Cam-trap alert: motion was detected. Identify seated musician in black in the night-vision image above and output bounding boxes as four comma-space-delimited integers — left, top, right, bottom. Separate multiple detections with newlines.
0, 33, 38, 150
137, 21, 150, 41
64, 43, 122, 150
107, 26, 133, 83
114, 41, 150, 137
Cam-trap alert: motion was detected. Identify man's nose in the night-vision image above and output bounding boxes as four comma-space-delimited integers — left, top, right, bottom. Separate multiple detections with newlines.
********
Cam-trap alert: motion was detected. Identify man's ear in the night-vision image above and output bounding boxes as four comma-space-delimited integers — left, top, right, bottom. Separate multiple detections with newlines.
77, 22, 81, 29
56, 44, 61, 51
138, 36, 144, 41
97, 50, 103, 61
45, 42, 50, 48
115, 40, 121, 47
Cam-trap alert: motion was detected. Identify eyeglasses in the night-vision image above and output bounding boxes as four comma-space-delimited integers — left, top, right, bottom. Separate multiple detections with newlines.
********
■ Description of the task
Starting at the line of the listing that contains "Cam-trap alert: motion was detected. Identify seated" and ending with the line that contains "114, 41, 150, 137", reproduce those lines with "standing" substituted for "seated" and all else left unchanged. Provide only those lines.

■ Result
Cam-trap alert: motion was detected. Identify standing musician in black in the night-vision image above and output bounding boxes as four comma-space-delimited integers — left, top, right, bottom. Separate multiple detections with newlines.
0, 33, 38, 150
137, 21, 150, 41
64, 43, 122, 150
107, 26, 133, 83
114, 41, 150, 137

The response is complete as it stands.